What you need to do. The line containing "If you could segment every instance of the suit" marks the start of the required copy, which runs to the final line of the entries; return those lines exactly, without any pictures.

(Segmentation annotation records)
>> begin
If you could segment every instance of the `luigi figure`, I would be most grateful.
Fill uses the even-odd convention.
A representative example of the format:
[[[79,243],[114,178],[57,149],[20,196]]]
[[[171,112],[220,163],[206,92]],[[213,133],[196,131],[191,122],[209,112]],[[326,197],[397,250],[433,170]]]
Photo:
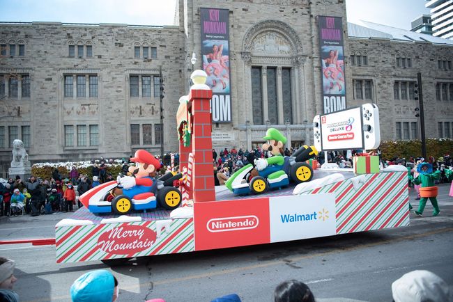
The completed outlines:
[[[409,179],[415,184],[422,184],[420,187],[420,202],[418,205],[418,210],[415,211],[415,213],[417,216],[421,216],[427,205],[427,201],[429,198],[434,208],[433,216],[438,216],[440,210],[437,203],[438,190],[437,186],[434,186],[434,180],[439,178],[440,171],[436,170],[433,173],[433,166],[431,164],[422,163],[417,166],[417,172],[420,174],[416,178],[414,178],[412,175],[409,176]]]
[[[263,139],[267,141],[263,144],[263,150],[268,151],[269,157],[255,159],[258,174],[270,180],[287,174],[290,165],[288,157],[283,156],[286,138],[275,128],[269,128]]]

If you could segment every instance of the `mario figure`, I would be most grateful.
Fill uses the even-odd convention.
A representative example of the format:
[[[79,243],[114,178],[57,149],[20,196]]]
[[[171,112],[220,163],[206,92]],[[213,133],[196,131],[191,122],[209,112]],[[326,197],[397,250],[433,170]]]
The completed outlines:
[[[154,196],[151,193],[155,171],[160,168],[160,163],[153,154],[144,150],[135,152],[131,161],[135,162],[135,167],[130,167],[133,176],[125,176],[120,180],[123,189],[117,188],[114,195],[125,195],[132,199],[145,199]]]
[[[289,169],[289,161],[285,159],[287,157],[283,157],[286,138],[275,128],[269,128],[263,139],[267,141],[263,144],[263,150],[268,151],[269,157],[255,159],[258,174],[270,180],[278,178]],[[253,173],[251,174],[255,176]]]

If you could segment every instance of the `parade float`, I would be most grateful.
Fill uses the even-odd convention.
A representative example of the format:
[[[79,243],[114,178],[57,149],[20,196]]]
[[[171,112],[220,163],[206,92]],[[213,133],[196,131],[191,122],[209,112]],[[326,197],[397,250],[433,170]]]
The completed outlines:
[[[171,193],[160,193],[162,188],[155,188],[154,193],[142,196],[151,198],[140,207],[142,199],[124,195],[112,205],[109,196],[115,198],[125,191],[123,187],[119,195],[112,194],[118,189],[114,182],[103,190],[89,191],[81,196],[85,207],[56,225],[57,262],[108,262],[408,225],[407,171],[381,170],[373,156],[358,157],[353,169],[300,166],[295,170],[312,173],[310,181],[297,184],[291,173],[280,173],[289,181],[274,189],[250,190],[248,172],[228,186],[215,186],[212,91],[204,84],[204,73],[192,74],[194,84],[180,99],[176,129],[182,175],[169,186]],[[315,143],[310,152],[379,145],[378,110],[374,104],[316,116],[314,126]],[[264,143],[272,140],[263,138]],[[260,180],[269,185],[266,177]],[[245,189],[236,194],[234,186]],[[95,205],[104,210],[96,212]]]

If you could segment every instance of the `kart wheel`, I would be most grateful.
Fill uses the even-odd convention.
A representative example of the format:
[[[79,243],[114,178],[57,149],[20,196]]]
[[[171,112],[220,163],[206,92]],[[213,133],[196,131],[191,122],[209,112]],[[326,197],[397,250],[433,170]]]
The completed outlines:
[[[132,210],[132,202],[125,195],[119,195],[112,200],[112,209],[115,214],[125,215]]]
[[[250,191],[255,194],[264,193],[269,189],[268,182],[261,176],[255,176],[250,180]]]
[[[313,178],[313,168],[307,163],[295,163],[291,166],[290,175],[296,184],[309,182]]]
[[[158,202],[165,209],[177,208],[181,200],[181,193],[174,186],[164,186],[158,191]]]

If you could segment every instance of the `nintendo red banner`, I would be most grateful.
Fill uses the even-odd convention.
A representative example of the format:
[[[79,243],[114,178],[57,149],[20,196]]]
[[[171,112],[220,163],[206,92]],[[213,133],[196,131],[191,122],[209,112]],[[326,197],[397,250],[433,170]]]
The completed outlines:
[[[269,199],[195,202],[195,251],[270,242]]]

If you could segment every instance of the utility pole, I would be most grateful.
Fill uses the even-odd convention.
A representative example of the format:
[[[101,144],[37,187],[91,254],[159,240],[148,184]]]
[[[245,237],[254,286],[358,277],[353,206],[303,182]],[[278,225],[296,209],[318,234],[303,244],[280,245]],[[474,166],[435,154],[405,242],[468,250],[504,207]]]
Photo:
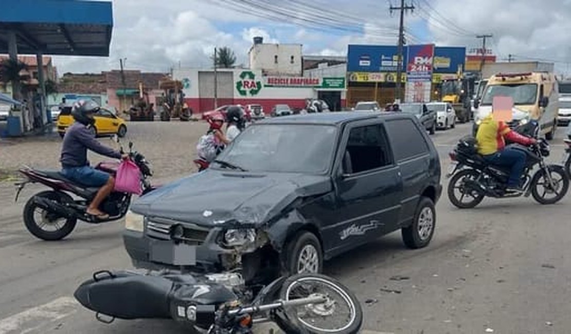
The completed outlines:
[[[123,66],[124,65],[124,63],[127,62],[127,58],[121,58],[119,60],[119,64],[121,66],[121,83],[123,84],[123,100],[126,100],[125,97],[127,96],[127,85],[125,84],[125,73],[123,70]],[[124,106],[123,106],[124,107]],[[121,102],[119,100],[119,108],[121,108]],[[125,111],[125,109],[123,109],[123,111]]]
[[[492,38],[493,35],[492,34],[489,35],[478,35],[476,36],[476,38],[482,39],[482,61],[480,64],[480,76],[482,76],[482,74],[484,72],[484,63],[486,60],[486,39]],[[481,79],[484,79],[483,78]]]
[[[214,109],[218,108],[218,50],[214,48]]]
[[[400,23],[399,26],[399,46],[397,49],[397,69],[396,69],[396,100],[400,100],[401,83],[403,79],[403,49],[404,44],[404,11],[411,10],[414,11],[413,5],[405,6],[404,0],[400,0],[400,7],[393,7],[391,5],[391,14],[393,10],[400,11]]]

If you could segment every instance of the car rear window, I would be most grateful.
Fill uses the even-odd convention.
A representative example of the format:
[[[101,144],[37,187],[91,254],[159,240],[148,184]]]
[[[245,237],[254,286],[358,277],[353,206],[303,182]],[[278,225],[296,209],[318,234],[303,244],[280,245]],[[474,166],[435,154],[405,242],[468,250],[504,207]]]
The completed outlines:
[[[395,160],[402,161],[428,152],[424,137],[412,120],[391,120],[386,124]]]

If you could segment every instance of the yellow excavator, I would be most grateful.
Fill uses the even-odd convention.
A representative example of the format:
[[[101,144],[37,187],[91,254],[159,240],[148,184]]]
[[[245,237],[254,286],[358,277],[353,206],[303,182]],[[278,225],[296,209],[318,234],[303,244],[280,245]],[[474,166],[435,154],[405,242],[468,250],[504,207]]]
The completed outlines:
[[[456,112],[456,117],[461,123],[470,120],[471,107],[471,91],[473,89],[476,77],[464,75],[459,71],[459,79],[443,80],[440,83],[441,101],[452,105]]]
[[[184,102],[182,82],[170,78],[165,79],[159,82],[159,88],[164,91],[160,99],[162,107],[160,120],[168,121],[172,117],[178,117],[181,121],[190,120],[192,111]]]

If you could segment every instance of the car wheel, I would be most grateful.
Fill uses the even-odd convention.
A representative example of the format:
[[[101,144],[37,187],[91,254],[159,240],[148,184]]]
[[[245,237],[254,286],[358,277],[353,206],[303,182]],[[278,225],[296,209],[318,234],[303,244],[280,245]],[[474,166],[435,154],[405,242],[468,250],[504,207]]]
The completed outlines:
[[[119,138],[123,138],[125,135],[127,135],[127,127],[122,124],[117,130],[117,136]]]
[[[412,224],[401,230],[404,244],[413,249],[426,247],[432,239],[436,223],[434,203],[428,197],[421,197]]]
[[[551,128],[551,131],[545,133],[545,139],[548,140],[553,140],[553,138],[555,137],[555,129],[557,128],[557,120],[556,120],[555,123],[553,124],[553,127]]]
[[[323,270],[323,252],[315,234],[307,231],[298,233],[287,247],[283,269],[289,274],[320,273]]]

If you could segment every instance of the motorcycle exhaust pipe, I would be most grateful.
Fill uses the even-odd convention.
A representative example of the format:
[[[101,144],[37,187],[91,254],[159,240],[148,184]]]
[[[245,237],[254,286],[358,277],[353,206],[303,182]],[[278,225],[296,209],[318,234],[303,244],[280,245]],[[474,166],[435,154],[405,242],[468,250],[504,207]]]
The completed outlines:
[[[34,196],[34,203],[41,209],[57,213],[65,217],[73,218],[76,216],[75,211],[73,210],[45,197]]]

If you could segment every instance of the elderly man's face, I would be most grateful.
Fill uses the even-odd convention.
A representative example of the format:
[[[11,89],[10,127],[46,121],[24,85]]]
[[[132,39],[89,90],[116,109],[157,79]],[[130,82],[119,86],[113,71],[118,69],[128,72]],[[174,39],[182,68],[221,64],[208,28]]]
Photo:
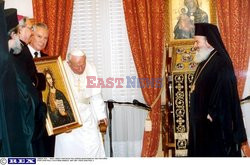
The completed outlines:
[[[25,27],[20,27],[19,38],[26,44],[30,41],[30,36],[32,34],[32,22],[28,19],[25,23]]]
[[[71,70],[78,75],[81,75],[86,66],[86,56],[73,56],[71,55],[70,60],[68,61],[69,67]]]
[[[30,45],[37,51],[41,51],[46,47],[49,37],[47,29],[37,27],[31,36]]]

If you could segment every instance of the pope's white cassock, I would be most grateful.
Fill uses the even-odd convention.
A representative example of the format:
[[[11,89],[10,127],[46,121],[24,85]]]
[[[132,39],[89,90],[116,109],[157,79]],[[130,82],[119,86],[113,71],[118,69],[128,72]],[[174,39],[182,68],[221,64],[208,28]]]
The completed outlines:
[[[86,76],[95,76],[95,66],[86,62],[81,75],[75,74],[64,61],[73,96],[83,126],[56,136],[55,157],[98,158],[105,157],[98,120],[106,118],[105,104],[100,88],[86,88]]]

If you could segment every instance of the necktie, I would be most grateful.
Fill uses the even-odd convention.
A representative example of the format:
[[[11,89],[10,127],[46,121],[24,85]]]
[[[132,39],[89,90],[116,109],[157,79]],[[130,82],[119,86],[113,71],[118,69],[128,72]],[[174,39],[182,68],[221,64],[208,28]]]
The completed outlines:
[[[34,55],[35,55],[35,58],[37,58],[38,57],[38,52],[35,52]]]

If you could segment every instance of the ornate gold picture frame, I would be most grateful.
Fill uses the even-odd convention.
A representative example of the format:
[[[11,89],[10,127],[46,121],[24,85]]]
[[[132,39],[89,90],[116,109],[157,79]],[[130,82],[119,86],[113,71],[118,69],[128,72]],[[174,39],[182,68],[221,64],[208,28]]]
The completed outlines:
[[[42,92],[47,105],[46,129],[48,135],[60,134],[80,127],[82,122],[73,99],[72,91],[61,57],[35,59],[38,72],[46,79]]]
[[[166,0],[166,43],[192,45],[194,23],[217,23],[215,0]]]

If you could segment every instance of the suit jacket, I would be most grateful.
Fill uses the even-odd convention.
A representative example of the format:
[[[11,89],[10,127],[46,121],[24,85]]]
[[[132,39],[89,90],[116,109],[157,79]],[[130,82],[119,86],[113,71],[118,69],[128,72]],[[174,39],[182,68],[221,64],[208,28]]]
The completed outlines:
[[[41,52],[41,56],[45,57],[48,55]],[[38,91],[45,89],[45,76],[37,72],[36,65],[33,61],[33,56],[27,45],[23,45],[22,52],[18,55],[15,55],[15,63],[19,67],[22,67],[26,74],[29,75],[33,85],[38,89]]]

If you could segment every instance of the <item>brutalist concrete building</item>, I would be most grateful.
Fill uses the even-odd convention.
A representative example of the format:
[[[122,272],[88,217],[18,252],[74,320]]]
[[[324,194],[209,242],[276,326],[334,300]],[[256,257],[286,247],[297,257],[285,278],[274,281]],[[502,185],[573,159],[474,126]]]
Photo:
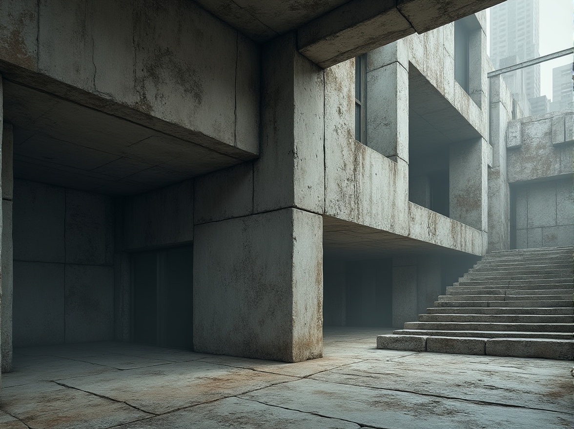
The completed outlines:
>> end
Correct response.
If you could segment every instance of the suit jacket, I would be most grateful.
Fill uses the even-odd convention.
A representative example of the format:
[[[11,89],[10,127],[46,121],[24,85]]]
[[[132,39],[89,90],[116,109],[157,79]],[[130,82],[119,86],[113,71],[118,69],[128,72]],[[174,39],[182,68],[221,64],[208,28]]]
The completed outlines:
[[[41,52],[41,56],[45,57],[48,55]],[[38,91],[45,89],[45,76],[37,72],[36,65],[33,61],[33,56],[27,45],[23,45],[22,52],[18,55],[15,55],[15,63],[19,67],[22,67],[26,74],[29,75],[33,85],[38,89]]]

If you could segment every instance of the <item>brutalist concrete building</item>, I would be most grateful.
Fill uses the even-odd convention.
A representative example of the format:
[[[122,272],[88,217],[18,252],[74,320]]]
[[[324,194],[209,242],[276,326],[334,300]],[[256,257],[286,247],[297,257],[285,278],[274,281]],[[502,185],[573,159],[474,126]]]
Photo:
The completed outlines:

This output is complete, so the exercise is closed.